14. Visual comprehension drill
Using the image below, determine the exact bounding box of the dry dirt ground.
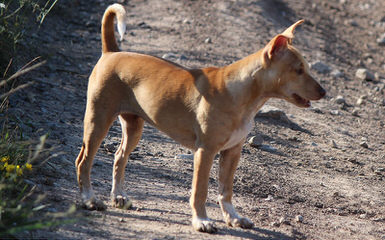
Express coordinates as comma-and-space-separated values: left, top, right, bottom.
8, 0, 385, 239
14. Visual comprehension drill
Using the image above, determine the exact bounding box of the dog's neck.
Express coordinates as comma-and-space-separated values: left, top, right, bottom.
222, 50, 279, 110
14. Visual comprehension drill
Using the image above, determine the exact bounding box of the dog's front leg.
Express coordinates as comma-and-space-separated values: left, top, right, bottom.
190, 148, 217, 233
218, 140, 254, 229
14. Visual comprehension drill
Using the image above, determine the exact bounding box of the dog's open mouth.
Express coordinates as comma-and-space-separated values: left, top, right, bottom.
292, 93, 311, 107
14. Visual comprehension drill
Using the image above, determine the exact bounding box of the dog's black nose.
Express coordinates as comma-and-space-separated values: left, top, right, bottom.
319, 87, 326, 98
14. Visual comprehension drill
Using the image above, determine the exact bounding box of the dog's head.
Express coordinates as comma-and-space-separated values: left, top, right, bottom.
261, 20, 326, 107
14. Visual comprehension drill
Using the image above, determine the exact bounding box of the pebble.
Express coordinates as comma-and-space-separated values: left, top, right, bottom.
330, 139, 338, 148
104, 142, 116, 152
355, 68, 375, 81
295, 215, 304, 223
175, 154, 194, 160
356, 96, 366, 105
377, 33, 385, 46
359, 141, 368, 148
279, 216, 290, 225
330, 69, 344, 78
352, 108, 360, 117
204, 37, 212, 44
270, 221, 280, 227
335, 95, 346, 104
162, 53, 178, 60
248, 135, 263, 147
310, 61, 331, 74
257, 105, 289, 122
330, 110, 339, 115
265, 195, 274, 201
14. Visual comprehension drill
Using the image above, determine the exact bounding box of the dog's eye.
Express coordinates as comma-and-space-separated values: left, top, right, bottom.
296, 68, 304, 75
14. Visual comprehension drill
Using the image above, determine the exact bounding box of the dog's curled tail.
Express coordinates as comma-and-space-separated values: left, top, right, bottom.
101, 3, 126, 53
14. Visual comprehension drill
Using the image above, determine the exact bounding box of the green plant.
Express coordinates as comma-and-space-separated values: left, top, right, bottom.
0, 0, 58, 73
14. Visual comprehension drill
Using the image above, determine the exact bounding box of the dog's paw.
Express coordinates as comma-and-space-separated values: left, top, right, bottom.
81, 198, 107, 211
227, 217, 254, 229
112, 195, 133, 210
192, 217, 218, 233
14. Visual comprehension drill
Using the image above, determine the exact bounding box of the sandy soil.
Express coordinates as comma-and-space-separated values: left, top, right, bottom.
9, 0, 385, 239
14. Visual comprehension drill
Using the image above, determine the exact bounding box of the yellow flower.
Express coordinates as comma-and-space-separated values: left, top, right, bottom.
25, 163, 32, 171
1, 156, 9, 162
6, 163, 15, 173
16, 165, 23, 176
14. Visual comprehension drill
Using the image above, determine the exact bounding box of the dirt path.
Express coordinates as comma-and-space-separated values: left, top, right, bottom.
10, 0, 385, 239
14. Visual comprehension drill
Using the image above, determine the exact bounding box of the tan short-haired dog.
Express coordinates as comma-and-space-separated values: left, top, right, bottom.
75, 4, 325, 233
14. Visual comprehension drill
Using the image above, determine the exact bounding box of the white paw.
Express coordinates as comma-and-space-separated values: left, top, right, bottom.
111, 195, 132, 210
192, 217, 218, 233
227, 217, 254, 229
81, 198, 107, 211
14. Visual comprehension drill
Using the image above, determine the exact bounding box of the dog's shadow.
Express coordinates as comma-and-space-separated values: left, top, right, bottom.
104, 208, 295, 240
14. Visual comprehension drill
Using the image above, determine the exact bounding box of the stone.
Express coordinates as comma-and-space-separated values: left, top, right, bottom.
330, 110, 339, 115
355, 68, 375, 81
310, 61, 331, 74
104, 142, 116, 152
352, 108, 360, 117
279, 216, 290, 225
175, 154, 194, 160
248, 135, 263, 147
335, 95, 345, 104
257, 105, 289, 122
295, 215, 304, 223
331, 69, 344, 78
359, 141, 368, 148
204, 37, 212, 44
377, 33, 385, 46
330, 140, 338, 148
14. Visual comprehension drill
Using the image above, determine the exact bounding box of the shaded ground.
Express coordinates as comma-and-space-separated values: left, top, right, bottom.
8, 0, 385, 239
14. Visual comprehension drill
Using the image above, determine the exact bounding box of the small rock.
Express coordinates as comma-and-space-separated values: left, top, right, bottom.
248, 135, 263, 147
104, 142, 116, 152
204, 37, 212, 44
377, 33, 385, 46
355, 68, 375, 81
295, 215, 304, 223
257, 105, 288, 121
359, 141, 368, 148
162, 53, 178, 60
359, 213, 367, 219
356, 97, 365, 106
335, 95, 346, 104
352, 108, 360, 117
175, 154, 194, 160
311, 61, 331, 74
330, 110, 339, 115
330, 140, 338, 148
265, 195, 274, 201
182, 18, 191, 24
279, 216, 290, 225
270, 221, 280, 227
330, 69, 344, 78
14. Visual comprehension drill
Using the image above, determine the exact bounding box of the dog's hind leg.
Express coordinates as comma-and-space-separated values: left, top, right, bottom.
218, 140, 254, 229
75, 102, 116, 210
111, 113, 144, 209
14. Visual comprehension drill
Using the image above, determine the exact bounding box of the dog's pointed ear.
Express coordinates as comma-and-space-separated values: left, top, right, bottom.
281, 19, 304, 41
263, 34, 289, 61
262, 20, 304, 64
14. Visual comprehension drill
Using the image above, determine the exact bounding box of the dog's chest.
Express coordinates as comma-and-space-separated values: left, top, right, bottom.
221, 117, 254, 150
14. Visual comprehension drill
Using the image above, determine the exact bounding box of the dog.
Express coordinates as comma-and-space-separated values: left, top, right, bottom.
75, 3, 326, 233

+===+

_Assignment_
Return all entries preceding this task exactly as they stand, leaving any picture out.

_Expected output_
14. Visual comprehension drill
Using the image below, determine the exact bounding box of the dry dirt ground.
Express coordinates as comma-and-space-separated values: left, top, right, bottom.
8, 0, 385, 239
14. Visual comprehension drill
Using the image above, determine the exact bounding box of the dog's neck.
Express coordinates as comma-and-space-separated values: left, top, right, bottom.
222, 50, 279, 110
14. Visual comprehension drill
Using the image above, determine the exact bounding box of the dog's front leg.
Express coordinates as comma-and-space-separated values: left, top, right, bottom.
190, 148, 217, 233
218, 140, 254, 229
14. Visual comprehension drill
Using the image above, determine the exact bounding box of the dog's open mouth.
Express coordinates as comma-and-space-separated values: left, top, right, bottom.
292, 93, 311, 107
14. Visual comprehension drill
Using the image above, determine the exact bounding box of the dog's black nose.
Express coordinates as comma-and-space-separated values: left, top, right, bottom.
319, 87, 326, 98
14. Visual comprehension drill
Using the image above, determine the exact bounding box of the dog's head.
Express coordinates as comma-and-space-separated values: left, top, right, bottom.
261, 20, 326, 107
14. Visual comprehension drill
Using the image above, determine the exact bounding box of the pebble.
Express coordinates as comma-and-space-separated values: left, top, right, bottom.
330, 139, 338, 148
104, 142, 116, 152
355, 68, 375, 81
295, 215, 304, 223
175, 154, 194, 160
356, 96, 366, 105
377, 33, 385, 46
359, 141, 368, 148
279, 216, 290, 225
330, 69, 344, 78
352, 108, 360, 117
204, 37, 212, 44
270, 221, 280, 227
335, 95, 346, 104
162, 53, 178, 60
248, 135, 263, 147
310, 61, 331, 74
257, 105, 289, 122
330, 110, 339, 115
265, 195, 274, 201
14. Visual comprehension drill
Using the image above, determine the exact bounding box of the dog's eye.
Express coordinates as comma-and-space-separated values: left, top, right, bottom.
296, 68, 304, 75
14. Visual comprehension drill
Using the image above, determine the exact bounding box of the dog's curled tail.
Express coordinates as comma-and-space-separated values: left, top, right, bottom.
101, 3, 126, 53
14. Visual comprehension drill
Using the image above, determine the exact bounding box of the green plant.
Express coordinates as comma-and-space-separated values: left, top, right, bottom.
0, 0, 58, 73
14. Visual comprehension drill
Using the image above, determine the exact bounding box of the dog's paw.
Express coordinates as comma-and-space-separated values: left, top, right, bottom.
81, 198, 107, 211
227, 217, 254, 229
112, 195, 133, 210
192, 217, 218, 233
14. Visual comprehension drill
Using the image above, determine the exact bounding box of the sandy soil.
Express coordinates as comma-and-space-separated values: left, top, right, bottom.
9, 0, 385, 239
14. Visual comprehension drill
Using the image above, determine the exact bounding box of the yellow flower.
Express coordinates as comma-and-space-separated values: left, top, right, bottom.
25, 163, 32, 171
1, 156, 9, 162
6, 163, 15, 173
16, 165, 23, 176
14. Visual comprehension drill
Using the image above, determine the exact bounding box of the dirt path.
Express coordinates as comma-and-space-separated values: left, top, right, bottom.
10, 0, 385, 239
14. Visual comprehension drill
Using the image above, determine the exact bounding box of the tan short-haired dog.
Express coordinates as comma-and-space-separated values: left, top, right, bottom.
75, 4, 325, 233
14. Visual comprehension drill
Using the image above, determine the exact bounding box of the white paw.
Express coordinates as comma-and-space-separated values: left, top, right, bottom.
111, 195, 132, 210
192, 217, 218, 233
227, 217, 254, 229
81, 198, 107, 211
14. Visual comprehension drill
Using the image above, determine the exact bounding box of the dog's shadow.
Express coordinates as comma-and-space-separated values: left, top, right, bottom.
104, 208, 295, 240
14. Visual comprehension drill
Using the image above, determine the exact bounding box of the stone.
Express coordinates as comma-and-space-separated values: left, top, right, bottom.
330, 110, 339, 115
355, 68, 375, 81
310, 61, 331, 74
104, 142, 116, 152
352, 108, 360, 117
279, 216, 290, 225
175, 154, 194, 160
248, 135, 263, 147
335, 95, 345, 104
257, 105, 289, 122
295, 215, 304, 223
331, 69, 344, 78
359, 141, 368, 148
204, 37, 212, 44
377, 33, 385, 46
330, 140, 338, 148
14. Visual comprehension drill
Using the image above, determine the exact bounding box of the shaded ground.
Express coordinates as comma-and-space-separated values: left, top, right, bottom.
8, 0, 385, 239
14. Visual comprehension drill
Using the image above, determine the exact bounding box of the small rock.
Express coordinates as comma-and-space-separated values: left, top, right, bottom.
248, 135, 263, 147
104, 142, 116, 152
204, 37, 212, 44
377, 33, 385, 46
355, 68, 375, 81
295, 215, 304, 223
257, 105, 288, 121
359, 141, 368, 148
162, 53, 178, 60
359, 213, 367, 219
356, 97, 365, 106
335, 95, 346, 104
352, 108, 360, 117
175, 154, 194, 160
311, 61, 331, 74
330, 110, 339, 115
330, 140, 338, 148
265, 195, 274, 201
182, 18, 191, 24
279, 216, 290, 225
270, 221, 280, 227
330, 69, 344, 78
14. Visual comprehension drill
Using the image above, determine the exact bounding box of the dog's hind leg.
Express coordinates as comma-and-space-separated values: left, top, right, bottom.
218, 140, 254, 229
75, 102, 116, 210
111, 113, 144, 209
14. Visual comprehension drill
Using the image above, determine the exact bounding box of the dog's pointed ear.
Express coordinates as comma-and-space-separated values: left, top, right, bottom.
281, 19, 304, 41
263, 34, 289, 61
262, 20, 304, 64
14. Visual comprehension drill
Using the image above, determine the exact bounding box of the dog's chest.
Express coordinates as comma-and-space-separated values: left, top, right, bottom.
221, 117, 254, 150
14. Visual comprehension drill
Using the image above, determine the exact bounding box of the dog.
Express coordinates as comma-and-space-separated values: left, top, right, bottom.
75, 3, 326, 233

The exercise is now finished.